GENERAL TERMS AND CONDITIONS OF THE NOTES

          Section 2.1. Designation and Principal Amount . There is hereby authorized and established a new series of Securities under the Base Indenture designated as the “9.875% Notes due 2014,” which is not limited in aggregate principal amount. The initial aggregate principal amount of the Notes to be issued under this Supplemental Indenture shall be $250,000,000. The Notes shall be Original Discount Securities that are issued to the public at a price of 95.801%. Any additional amounts of Notes to be issued shall be set forth in a Company Order.

          Section 2.2. Maturity . The stated maturity of principal for the Notes shall be May 1, 2014.

5


 

          Section 2.3. Further Issues . The Company may from time to time, without the consent of the Holders of Notes, issue additional Notes, but only if such additional Notes are issued as part of a “qualified reopening” for U.S. federal income tax purposes. Any such additional Notes shall have the same ranking, interest rate, maturity date and other terms as the Notes. Any such additional Notes, together with the Notes herein provided for, shall constitute a single series of Securities under the Indenture.

          Section 2.4. Form of Payment . Principal of, premium, if any, and interest on the Notes shall be payable in U.S. dollars.

          Section 2.5. Global Securities and Denomination of Notes . Upon the original issuance, the Notes shall be represented by one or more Global Securities. The Company shall issue the Notes in minimum denominations of $2,000 and in integral multiples of $1,000 in excess thereof and shall deposit the Global Securities with the Trustee as custodian for DTC in New York, New York, and register the Global Securities in the name of DTC or its nominee.

          Section 2.6. Interest . The Notes shall bear interest (computed on the basis of a 360-day year consisting of twelve 30-day months) from May 18, 2009 at the rate of 9.875% per annum payable semiannually in arrears; interest payable on each Interest Payment Date shall include interest accrued from May 18, 2009, or from the most recent Interest Payment Date to which interest has been paid or duly provided for; the Interest Payment Dates on which such interest shall be payable are May 1 and November 1, commencing on November 1, 2009; and the record date for the interest payable on any Interest Payment Date is the close of business on April 15 or October 15, as the case may be, next preceding the relevant Interest Payment Date.

» **Goal of the exercise**:
Copy out the entire indenture excerpt word for word. The data that follow have no connection to the indenture excerpt.

Records
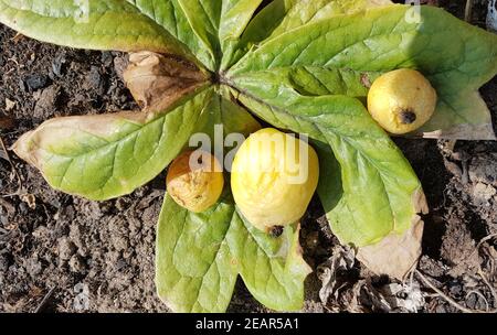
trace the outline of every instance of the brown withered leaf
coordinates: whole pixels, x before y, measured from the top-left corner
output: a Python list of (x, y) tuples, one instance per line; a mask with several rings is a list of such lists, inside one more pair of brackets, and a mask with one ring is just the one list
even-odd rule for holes
[[(413, 196), (417, 213), (429, 212), (422, 190)], [(404, 280), (421, 256), (424, 223), (419, 215), (412, 218), (411, 228), (400, 235), (391, 233), (376, 245), (358, 248), (356, 258), (377, 274), (388, 274)]]
[(173, 55), (131, 53), (124, 73), (126, 86), (147, 111), (160, 111), (202, 86), (208, 77), (193, 64)]

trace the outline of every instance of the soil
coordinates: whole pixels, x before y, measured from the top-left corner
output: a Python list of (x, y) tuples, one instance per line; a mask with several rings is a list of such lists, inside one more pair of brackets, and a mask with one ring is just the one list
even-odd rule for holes
[[(464, 15), (462, 4), (441, 6)], [(484, 24), (484, 6), (476, 4), (474, 23)], [(0, 47), (0, 137), (7, 148), (53, 117), (137, 108), (121, 80), (125, 54), (43, 44), (3, 25)], [(497, 77), (482, 95), (496, 127)], [(486, 238), (497, 234), (497, 142), (395, 142), (431, 207), (420, 272), (462, 306), (497, 307), (497, 246)], [(0, 147), (0, 312), (167, 312), (154, 285), (163, 174), (128, 196), (96, 203), (52, 190), (12, 152), (10, 159), (14, 169)], [(300, 240), (314, 269), (341, 250), (317, 201), (303, 220)], [(358, 263), (337, 271), (340, 294), (325, 302), (320, 272), (309, 275), (305, 312), (405, 310), (381, 300), (395, 284), (388, 278), (372, 277)], [(414, 310), (458, 311), (420, 277), (410, 284), (422, 296)], [(400, 298), (414, 302), (414, 293)], [(240, 280), (229, 311), (268, 312)]]

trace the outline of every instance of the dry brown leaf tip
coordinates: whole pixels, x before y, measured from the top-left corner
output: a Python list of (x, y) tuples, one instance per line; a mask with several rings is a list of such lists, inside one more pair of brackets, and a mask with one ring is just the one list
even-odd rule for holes
[[(412, 202), (416, 213), (429, 213), (422, 188), (413, 193)], [(404, 234), (393, 231), (376, 245), (358, 248), (357, 259), (377, 274), (388, 274), (403, 281), (417, 264), (423, 229), (424, 223), (415, 214), (411, 228)]]
[(124, 79), (144, 110), (161, 111), (203, 85), (208, 77), (177, 56), (139, 52), (129, 55)]

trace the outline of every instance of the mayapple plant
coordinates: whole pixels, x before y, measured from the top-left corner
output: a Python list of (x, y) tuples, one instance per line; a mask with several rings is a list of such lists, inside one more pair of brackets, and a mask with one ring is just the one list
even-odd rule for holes
[[(364, 107), (371, 83), (399, 68), (430, 80), (434, 115), (410, 137), (495, 139), (478, 88), (497, 73), (497, 36), (438, 8), (0, 0), (0, 22), (43, 42), (130, 52), (125, 82), (140, 111), (56, 118), (14, 144), (53, 187), (95, 201), (128, 194), (189, 150), (192, 134), (212, 133), (214, 125), (248, 134), (260, 128), (254, 115), (310, 138), (331, 230), (372, 271), (398, 279), (420, 256), (426, 204), (409, 162)], [(240, 274), (261, 303), (298, 310), (310, 272), (298, 231), (298, 223), (278, 237), (256, 229), (228, 185), (201, 213), (166, 195), (158, 294), (172, 311), (223, 312)]]

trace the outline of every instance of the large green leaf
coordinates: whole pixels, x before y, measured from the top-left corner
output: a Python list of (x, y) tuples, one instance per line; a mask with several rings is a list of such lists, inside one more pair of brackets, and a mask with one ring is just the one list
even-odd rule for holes
[[(488, 109), (477, 89), (497, 73), (497, 35), (432, 7), (422, 7), (420, 22), (406, 20), (410, 10), (410, 7), (388, 6), (293, 29), (248, 52), (230, 71), (226, 80), (241, 82), (245, 80), (243, 77), (269, 73), (279, 79), (286, 75), (283, 84), (286, 85), (292, 82), (290, 74), (309, 67), (358, 74), (413, 67), (425, 74), (438, 93), (435, 117), (422, 132), (494, 138), (488, 127)], [(313, 76), (315, 73), (310, 71), (309, 77)], [(335, 76), (315, 76), (315, 79), (330, 93), (343, 84)]]
[(410, 228), (420, 209), (415, 199), (421, 184), (359, 100), (306, 97), (271, 83), (239, 84), (244, 88), (239, 99), (261, 118), (331, 147), (343, 193), (328, 217), (342, 242), (366, 246)]
[(237, 273), (254, 296), (274, 310), (298, 310), (309, 268), (298, 231), (278, 238), (244, 223), (229, 192), (202, 214), (165, 198), (157, 228), (156, 285), (175, 312), (223, 312)]
[(390, 0), (272, 1), (247, 25), (230, 65), (240, 60), (255, 44), (293, 29), (338, 14), (355, 13), (387, 4), (391, 4)]

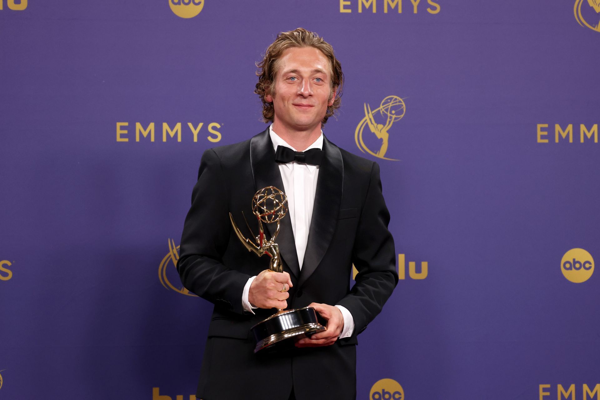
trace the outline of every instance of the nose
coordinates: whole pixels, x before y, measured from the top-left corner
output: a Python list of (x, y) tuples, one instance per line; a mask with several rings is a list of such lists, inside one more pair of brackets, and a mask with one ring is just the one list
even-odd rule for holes
[(306, 97), (313, 95), (313, 85), (310, 79), (304, 79), (302, 84), (298, 85), (298, 94)]

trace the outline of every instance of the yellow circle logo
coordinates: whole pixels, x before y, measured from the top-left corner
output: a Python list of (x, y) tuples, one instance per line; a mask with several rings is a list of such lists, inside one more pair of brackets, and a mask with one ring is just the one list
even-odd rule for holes
[(371, 388), (370, 400), (404, 400), (404, 390), (393, 379), (381, 379)]
[(193, 18), (204, 7), (204, 0), (169, 0), (169, 7), (178, 17)]
[[(404, 101), (398, 96), (388, 96), (382, 100), (379, 107), (374, 110), (371, 110), (371, 106), (366, 103), (364, 106), (365, 118), (358, 123), (354, 131), (356, 146), (363, 153), (368, 153), (383, 160), (398, 161), (388, 158), (385, 155), (389, 145), (389, 130), (394, 122), (404, 116), (406, 110)], [(368, 131), (365, 131), (365, 127), (368, 127)], [(368, 136), (363, 136), (363, 131)], [(370, 146), (379, 146), (379, 149), (375, 147), (373, 149), (370, 148), (365, 143), (365, 137), (367, 142), (371, 142)]]
[(581, 283), (594, 273), (594, 259), (583, 249), (571, 249), (563, 255), (560, 270), (565, 278), (571, 282)]

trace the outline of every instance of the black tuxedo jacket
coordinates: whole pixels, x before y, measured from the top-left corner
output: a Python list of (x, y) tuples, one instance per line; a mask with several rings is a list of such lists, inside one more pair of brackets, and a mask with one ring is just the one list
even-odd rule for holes
[[(283, 190), (283, 184), (268, 129), (245, 142), (207, 150), (177, 264), (184, 286), (215, 305), (200, 398), (287, 400), (292, 385), (298, 400), (355, 398), (356, 335), (379, 313), (398, 282), (395, 252), (377, 164), (326, 138), (323, 151), (301, 271), (289, 216), (281, 220), (276, 242), (293, 284), (288, 308), (313, 302), (343, 305), (354, 319), (354, 332), (331, 346), (253, 353), (250, 328), (275, 310), (244, 311), (242, 292), (248, 278), (268, 268), (269, 259), (246, 249), (229, 213), (243, 231), (243, 211), (256, 233), (253, 196), (267, 186)], [(272, 234), (275, 225), (264, 224), (265, 230)], [(350, 288), (353, 263), (358, 274)]]

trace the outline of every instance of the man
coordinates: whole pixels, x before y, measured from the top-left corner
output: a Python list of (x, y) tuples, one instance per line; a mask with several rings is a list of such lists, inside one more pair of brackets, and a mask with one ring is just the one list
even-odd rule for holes
[[(256, 92), (272, 124), (205, 152), (181, 238), (182, 282), (215, 304), (196, 396), (354, 399), (356, 336), (398, 282), (379, 169), (321, 131), (343, 83), (331, 45), (301, 28), (283, 32), (258, 67)], [(253, 196), (267, 186), (289, 201), (277, 239), (283, 273), (266, 270), (268, 260), (249, 252), (229, 221), (230, 212), (251, 214)], [(350, 290), (353, 263), (359, 273)], [(274, 309), (309, 305), (326, 330), (288, 350), (254, 353), (253, 326)]]

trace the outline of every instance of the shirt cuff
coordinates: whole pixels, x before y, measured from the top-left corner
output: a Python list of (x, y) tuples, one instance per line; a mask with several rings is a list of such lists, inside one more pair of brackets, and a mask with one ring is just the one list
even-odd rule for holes
[(352, 336), (352, 332), (354, 332), (354, 318), (352, 318), (352, 314), (344, 306), (336, 304), (335, 306), (340, 309), (342, 317), (344, 317), (344, 329), (338, 337), (340, 339), (349, 338)]
[[(252, 311), (253, 309), (258, 308), (258, 307), (255, 307), (250, 304), (250, 302), (248, 300), (248, 293), (250, 291), (250, 285), (252, 284), (252, 282), (254, 280), (255, 278), (256, 278), (256, 276), (248, 279), (248, 281), (246, 282), (246, 285), (244, 287), (244, 291), (242, 292), (242, 307), (244, 308), (245, 311), (248, 311), (248, 312), (251, 312), (252, 314), (254, 313), (254, 312)], [(348, 310), (346, 310), (346, 312)], [(343, 311), (342, 314), (344, 312)], [(348, 314), (349, 314), (350, 312), (348, 312)], [(352, 317), (350, 317), (350, 318), (352, 318)], [(345, 322), (346, 318), (344, 317), (344, 323)], [(352, 326), (353, 327), (354, 325), (353, 324)]]

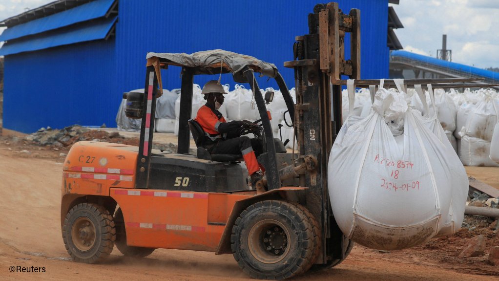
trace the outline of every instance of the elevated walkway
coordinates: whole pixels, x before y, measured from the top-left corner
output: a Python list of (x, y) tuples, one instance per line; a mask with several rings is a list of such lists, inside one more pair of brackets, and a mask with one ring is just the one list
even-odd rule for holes
[[(408, 75), (408, 70), (412, 70)], [(499, 83), (499, 72), (438, 59), (406, 51), (393, 51), (390, 56), (390, 78), (471, 78), (482, 83)], [(408, 77), (406, 77), (408, 76)], [(493, 87), (499, 90), (499, 87)]]

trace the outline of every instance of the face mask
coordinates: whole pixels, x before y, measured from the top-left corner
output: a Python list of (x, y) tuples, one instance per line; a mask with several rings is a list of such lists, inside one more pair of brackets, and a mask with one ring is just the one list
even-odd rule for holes
[(217, 101), (217, 97), (216, 96), (213, 96), (213, 97), (215, 99), (215, 109), (218, 110), (220, 107), (222, 106), (222, 104), (220, 103)]

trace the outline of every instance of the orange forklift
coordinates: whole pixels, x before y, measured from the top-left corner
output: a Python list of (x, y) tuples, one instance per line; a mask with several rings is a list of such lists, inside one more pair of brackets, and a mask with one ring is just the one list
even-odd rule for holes
[[(64, 162), (62, 233), (74, 261), (101, 262), (115, 244), (124, 255), (139, 257), (157, 248), (209, 251), (233, 254), (252, 278), (283, 280), (345, 259), (353, 243), (332, 216), (326, 164), (341, 120), (340, 83), (333, 82), (342, 74), (360, 78), (359, 13), (344, 14), (329, 3), (308, 17), (310, 34), (297, 37), (294, 59), (285, 63), (295, 70), (296, 104), (275, 65), (255, 58), (222, 50), (148, 54), (144, 93), (125, 95), (127, 115), (142, 120), (139, 146), (80, 142)], [(337, 52), (345, 32), (352, 33), (348, 61)], [(182, 67), (177, 153), (152, 148), (161, 70), (173, 66)], [(297, 153), (273, 138), (265, 104), (274, 93), (264, 98), (255, 72), (278, 86)], [(261, 119), (251, 131), (264, 144), (258, 160), (265, 175), (257, 183), (263, 193), (248, 184), (241, 155), (210, 154), (202, 147), (202, 128), (190, 120), (194, 75), (221, 73), (253, 93)], [(197, 155), (189, 154), (191, 134)]]

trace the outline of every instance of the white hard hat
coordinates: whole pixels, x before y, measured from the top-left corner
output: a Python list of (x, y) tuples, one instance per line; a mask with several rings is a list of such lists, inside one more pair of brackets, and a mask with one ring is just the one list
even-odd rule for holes
[(206, 95), (210, 93), (227, 93), (224, 90), (224, 86), (216, 80), (209, 81), (203, 86), (203, 90), (201, 90), (202, 95)]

» **Full answer**:
GENERAL TERMS AND CONDITIONS OF THE NOTES

          Section 2.1. Designation and Principal Amount . There is hereby authorized and established a new series of Securities under the Base Indenture designated as the “9.875% Notes due 2014,” which is not limited in aggregate principal amount. The initial aggregate principal amount of the Notes to be issued under this Supplemental Indenture shall be $250,000,000. The Notes shall be Original Discount Securities that are issued to the public at a price of 95.801%. Any additional amounts of Notes to be issued shall be set forth in a Company Order.

          Section 2.2. Maturity . The stated maturity of principal for the Notes shall be May 1, 2014.

5


 

          Section 2.3. Further Issues . The Company may from time to time, without the consent of the Holders of Notes, issue additional Notes, but only if such additional Notes are issued as part of a “qualified reopening” for U.S. federal income tax purposes. Any such additional Notes shall have the same ranking, interest rate, maturity date and other terms as the Notes. Any such additional Notes, together with the Notes herein provided for, shall constitute a single series of Securities under the Indenture.

          Section 2.4. Form of Payment . Principal of, premium, if any, and interest on the Notes shall be payable in U.S. dollars.

          Section 2.5. Global Securities and Denomination of Notes . Upon the original issuance, the Notes shall be represented by one or more Global Securities. The Company shall issue the Notes in minimum denominations of $2,000 and in integral multiples of $1,000 in excess thereof and shall deposit the Global Securities with the Trustee as custodian for DTC in New York, New York, and register the Global Securities in the name of DTC or its nominee.

          Section 2.6. Interest . The Notes shall bear interest (computed on the basis of a 360-day year consisting of twelve 30-day months) from May 18, 2009 at the rate of 9.875% per annum payable semiannually in arrears; interest payable on each Interest Payment Date shall include interest accrued from May 18, 2009, or from the most recent Interest Payment Date to which interest has been paid or duly provided for; the Interest Payment Dates on which such interest shall be payable are May 1 and November 1, commencing on November 1, 2009; and the record date for the interest payable on any Interest Payment Date is the close of business on April 15 or October 15, as the case may be, next preceding the relevant Interest Payment Date.